> **Exercise objective**
Look below for the line containing "Looking at the picture above, whereabouts is the farmhouse?". Reproduce it and every line after it exactly, and nothing more.

> **Provided information**

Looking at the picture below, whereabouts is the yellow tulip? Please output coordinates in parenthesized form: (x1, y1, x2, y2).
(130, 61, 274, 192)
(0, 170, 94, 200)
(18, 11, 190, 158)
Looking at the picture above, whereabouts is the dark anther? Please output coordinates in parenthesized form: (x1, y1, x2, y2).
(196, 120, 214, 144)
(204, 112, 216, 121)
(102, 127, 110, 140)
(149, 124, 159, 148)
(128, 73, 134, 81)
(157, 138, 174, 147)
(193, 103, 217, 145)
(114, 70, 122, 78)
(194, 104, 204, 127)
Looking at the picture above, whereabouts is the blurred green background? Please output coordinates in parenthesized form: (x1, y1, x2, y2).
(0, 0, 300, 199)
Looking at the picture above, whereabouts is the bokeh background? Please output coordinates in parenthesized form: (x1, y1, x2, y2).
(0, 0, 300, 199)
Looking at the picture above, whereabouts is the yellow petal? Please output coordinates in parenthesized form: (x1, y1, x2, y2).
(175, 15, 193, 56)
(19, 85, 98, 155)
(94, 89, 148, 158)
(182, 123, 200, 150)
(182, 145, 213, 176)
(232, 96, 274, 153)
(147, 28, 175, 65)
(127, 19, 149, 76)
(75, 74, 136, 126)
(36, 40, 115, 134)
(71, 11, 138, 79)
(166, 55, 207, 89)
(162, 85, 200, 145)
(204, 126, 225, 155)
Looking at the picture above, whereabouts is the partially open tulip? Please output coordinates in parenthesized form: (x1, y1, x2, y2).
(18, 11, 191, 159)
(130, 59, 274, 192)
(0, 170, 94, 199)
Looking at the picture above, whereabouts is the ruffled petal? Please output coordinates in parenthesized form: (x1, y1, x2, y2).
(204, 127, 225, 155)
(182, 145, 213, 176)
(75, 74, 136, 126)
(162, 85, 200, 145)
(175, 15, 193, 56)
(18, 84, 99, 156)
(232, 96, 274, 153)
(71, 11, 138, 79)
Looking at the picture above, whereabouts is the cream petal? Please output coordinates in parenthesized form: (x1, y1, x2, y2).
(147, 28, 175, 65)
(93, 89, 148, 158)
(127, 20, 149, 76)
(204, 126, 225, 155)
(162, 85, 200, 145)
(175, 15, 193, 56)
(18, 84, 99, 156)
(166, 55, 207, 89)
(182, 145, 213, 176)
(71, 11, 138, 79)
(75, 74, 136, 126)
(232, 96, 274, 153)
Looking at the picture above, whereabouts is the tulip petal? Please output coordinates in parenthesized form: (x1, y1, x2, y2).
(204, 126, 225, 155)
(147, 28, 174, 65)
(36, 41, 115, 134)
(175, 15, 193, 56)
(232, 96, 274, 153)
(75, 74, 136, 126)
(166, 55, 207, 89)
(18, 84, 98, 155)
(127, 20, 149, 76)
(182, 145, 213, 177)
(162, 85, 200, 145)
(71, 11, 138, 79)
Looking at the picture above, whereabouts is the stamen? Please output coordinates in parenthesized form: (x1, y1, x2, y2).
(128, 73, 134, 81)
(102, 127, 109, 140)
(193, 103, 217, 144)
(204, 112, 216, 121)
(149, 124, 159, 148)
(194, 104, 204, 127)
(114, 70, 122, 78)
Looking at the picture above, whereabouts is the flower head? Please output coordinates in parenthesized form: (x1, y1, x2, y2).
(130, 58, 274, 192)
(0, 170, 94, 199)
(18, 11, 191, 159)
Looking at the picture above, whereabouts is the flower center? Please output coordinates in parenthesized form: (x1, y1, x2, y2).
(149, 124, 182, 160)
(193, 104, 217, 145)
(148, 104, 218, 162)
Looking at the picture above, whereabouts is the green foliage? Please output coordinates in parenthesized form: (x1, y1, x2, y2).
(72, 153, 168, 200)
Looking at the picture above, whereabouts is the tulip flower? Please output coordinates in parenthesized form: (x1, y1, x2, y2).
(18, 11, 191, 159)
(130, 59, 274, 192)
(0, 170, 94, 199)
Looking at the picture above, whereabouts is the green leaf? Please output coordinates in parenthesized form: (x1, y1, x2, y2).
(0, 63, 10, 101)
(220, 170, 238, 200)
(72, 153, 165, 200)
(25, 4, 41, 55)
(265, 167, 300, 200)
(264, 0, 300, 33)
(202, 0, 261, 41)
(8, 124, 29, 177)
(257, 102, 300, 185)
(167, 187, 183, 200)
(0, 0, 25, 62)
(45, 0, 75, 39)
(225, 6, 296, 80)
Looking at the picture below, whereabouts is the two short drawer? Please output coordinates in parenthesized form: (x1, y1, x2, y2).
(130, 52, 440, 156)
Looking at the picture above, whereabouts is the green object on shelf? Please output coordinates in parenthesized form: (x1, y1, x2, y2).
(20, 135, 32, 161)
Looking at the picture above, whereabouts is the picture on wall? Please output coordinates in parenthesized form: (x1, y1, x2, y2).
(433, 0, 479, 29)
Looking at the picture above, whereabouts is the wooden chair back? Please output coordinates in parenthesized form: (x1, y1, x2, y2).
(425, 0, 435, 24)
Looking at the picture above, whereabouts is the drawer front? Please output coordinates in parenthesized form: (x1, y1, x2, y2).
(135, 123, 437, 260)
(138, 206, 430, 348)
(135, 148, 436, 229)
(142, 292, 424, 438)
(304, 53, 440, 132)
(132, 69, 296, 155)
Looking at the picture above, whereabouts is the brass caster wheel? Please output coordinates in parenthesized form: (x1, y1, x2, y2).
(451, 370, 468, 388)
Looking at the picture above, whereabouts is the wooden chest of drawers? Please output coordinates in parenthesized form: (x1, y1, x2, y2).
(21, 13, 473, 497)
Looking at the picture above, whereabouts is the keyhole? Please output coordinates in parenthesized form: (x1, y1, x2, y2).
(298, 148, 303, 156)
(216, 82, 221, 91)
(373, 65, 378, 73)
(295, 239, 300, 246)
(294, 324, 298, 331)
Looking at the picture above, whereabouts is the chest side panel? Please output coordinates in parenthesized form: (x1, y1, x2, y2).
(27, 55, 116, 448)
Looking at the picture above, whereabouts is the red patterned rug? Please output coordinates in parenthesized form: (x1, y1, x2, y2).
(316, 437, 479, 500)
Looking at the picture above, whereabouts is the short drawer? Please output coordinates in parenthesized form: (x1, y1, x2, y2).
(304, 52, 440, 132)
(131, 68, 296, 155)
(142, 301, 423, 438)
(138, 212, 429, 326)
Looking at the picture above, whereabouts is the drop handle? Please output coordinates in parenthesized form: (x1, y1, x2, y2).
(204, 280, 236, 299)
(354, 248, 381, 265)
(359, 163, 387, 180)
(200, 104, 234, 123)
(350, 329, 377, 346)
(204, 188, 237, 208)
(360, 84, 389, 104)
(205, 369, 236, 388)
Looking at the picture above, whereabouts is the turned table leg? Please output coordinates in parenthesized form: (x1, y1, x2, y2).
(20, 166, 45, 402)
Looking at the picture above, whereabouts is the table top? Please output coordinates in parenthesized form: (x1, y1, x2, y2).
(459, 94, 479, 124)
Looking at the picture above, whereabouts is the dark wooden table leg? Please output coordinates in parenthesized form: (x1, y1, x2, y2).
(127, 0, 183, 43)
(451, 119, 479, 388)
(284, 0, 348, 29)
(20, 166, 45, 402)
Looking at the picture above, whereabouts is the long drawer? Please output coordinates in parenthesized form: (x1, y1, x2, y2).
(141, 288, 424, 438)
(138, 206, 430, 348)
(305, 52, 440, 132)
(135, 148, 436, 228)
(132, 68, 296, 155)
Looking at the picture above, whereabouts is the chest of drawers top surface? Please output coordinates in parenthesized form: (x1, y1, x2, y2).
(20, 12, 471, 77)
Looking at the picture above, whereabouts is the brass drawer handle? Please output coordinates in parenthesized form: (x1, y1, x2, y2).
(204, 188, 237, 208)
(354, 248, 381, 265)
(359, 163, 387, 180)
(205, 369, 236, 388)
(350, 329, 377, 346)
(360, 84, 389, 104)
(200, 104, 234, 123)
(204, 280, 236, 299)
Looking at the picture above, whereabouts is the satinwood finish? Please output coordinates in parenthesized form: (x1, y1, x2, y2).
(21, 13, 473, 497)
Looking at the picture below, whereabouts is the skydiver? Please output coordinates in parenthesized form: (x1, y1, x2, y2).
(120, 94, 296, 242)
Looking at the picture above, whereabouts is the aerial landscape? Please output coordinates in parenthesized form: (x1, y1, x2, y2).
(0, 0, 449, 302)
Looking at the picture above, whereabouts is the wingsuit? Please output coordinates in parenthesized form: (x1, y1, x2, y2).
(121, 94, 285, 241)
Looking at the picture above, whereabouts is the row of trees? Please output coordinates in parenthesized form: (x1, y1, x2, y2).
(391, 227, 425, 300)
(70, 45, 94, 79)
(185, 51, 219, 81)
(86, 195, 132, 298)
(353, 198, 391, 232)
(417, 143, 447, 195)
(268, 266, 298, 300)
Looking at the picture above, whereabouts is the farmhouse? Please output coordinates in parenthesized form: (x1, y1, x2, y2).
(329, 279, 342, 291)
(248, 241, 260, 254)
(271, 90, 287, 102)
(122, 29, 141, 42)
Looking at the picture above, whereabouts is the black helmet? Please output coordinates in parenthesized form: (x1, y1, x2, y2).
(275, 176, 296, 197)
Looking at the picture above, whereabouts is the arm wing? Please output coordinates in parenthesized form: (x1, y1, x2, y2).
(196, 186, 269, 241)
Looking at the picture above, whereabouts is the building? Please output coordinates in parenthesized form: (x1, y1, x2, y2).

> **Solution to the problem**
Looking at the picture above, whereabouts is the farmhouse? Please output coordinates in parenthesized form: (x1, y1, x2, y2).
(329, 279, 342, 291)
(248, 241, 260, 254)
(271, 90, 287, 102)
(122, 29, 141, 42)
Looking at the picture above, whereabouts is the black helmet? Please output coordinates in parenthesized form: (x1, y1, x2, y2).
(275, 176, 296, 197)
Looking at the picture above, whereabouts is the arm wing? Please output coordinates in parenthesized form: (x1, y1, x2, y2).
(196, 186, 269, 241)
Looking at the picture above, whereabouts is the building? Please output coordinates in parenthesized form: (x1, y1, x2, y2).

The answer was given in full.